Stored data entries:
↓
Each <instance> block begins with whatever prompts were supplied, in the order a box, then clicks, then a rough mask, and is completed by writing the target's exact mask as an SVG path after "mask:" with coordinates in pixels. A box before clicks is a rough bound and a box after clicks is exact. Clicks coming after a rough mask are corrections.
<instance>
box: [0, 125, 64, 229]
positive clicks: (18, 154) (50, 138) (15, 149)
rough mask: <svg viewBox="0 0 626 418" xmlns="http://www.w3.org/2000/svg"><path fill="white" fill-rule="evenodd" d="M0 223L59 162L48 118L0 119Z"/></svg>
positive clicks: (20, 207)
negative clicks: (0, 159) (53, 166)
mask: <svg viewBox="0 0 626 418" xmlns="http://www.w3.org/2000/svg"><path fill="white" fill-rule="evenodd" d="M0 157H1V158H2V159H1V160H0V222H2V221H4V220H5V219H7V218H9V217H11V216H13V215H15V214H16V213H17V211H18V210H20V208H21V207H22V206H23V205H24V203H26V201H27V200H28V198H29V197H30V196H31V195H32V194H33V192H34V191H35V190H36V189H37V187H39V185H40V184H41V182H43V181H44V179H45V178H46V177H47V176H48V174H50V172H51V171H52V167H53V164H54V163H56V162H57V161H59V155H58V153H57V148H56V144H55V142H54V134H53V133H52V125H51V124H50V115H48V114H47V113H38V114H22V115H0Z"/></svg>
↑
→ Task to carry out
Using the records above, copy all lines that include the word "positive".

→ Task response
positive clicks: (18, 154) (50, 138) (15, 149)
positive clicks: (20, 207)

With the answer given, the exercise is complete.